== Segment start ==

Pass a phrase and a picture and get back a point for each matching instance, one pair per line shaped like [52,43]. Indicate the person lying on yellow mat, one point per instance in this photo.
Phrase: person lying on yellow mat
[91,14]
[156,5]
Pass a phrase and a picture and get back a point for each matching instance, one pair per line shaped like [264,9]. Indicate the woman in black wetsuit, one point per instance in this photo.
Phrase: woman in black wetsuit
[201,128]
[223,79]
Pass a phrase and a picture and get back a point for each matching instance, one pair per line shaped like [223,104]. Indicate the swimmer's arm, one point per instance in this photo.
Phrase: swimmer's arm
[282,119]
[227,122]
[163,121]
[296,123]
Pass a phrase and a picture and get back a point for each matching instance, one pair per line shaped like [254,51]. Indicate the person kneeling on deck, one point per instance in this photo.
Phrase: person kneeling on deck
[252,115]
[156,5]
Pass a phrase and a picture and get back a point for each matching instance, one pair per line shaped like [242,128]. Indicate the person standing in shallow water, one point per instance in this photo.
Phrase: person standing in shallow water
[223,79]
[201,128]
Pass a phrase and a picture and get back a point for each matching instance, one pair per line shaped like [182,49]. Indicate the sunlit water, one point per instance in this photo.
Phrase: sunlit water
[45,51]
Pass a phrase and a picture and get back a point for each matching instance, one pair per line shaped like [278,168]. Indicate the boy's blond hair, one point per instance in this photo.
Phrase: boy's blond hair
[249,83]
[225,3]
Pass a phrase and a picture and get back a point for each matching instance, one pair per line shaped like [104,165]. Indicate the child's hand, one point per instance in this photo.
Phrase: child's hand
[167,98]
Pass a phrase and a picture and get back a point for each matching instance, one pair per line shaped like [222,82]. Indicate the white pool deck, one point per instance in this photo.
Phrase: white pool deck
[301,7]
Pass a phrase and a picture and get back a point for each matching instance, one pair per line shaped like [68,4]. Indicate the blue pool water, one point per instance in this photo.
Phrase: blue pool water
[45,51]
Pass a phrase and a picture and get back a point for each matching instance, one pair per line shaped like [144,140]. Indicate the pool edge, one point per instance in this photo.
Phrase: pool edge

== Segment end ==

• **ABOUT THIS TASK**
Check each line above for the string "edge" and copy every line that has it.

• **ANSWER TO THE EXERCISE**
Pass a phrase and a picture and get back a point for each matching instance, one pair per line shaped like [144,140]. Indicate the pool edge, one point per instance in this photo.
Phrase: pool edge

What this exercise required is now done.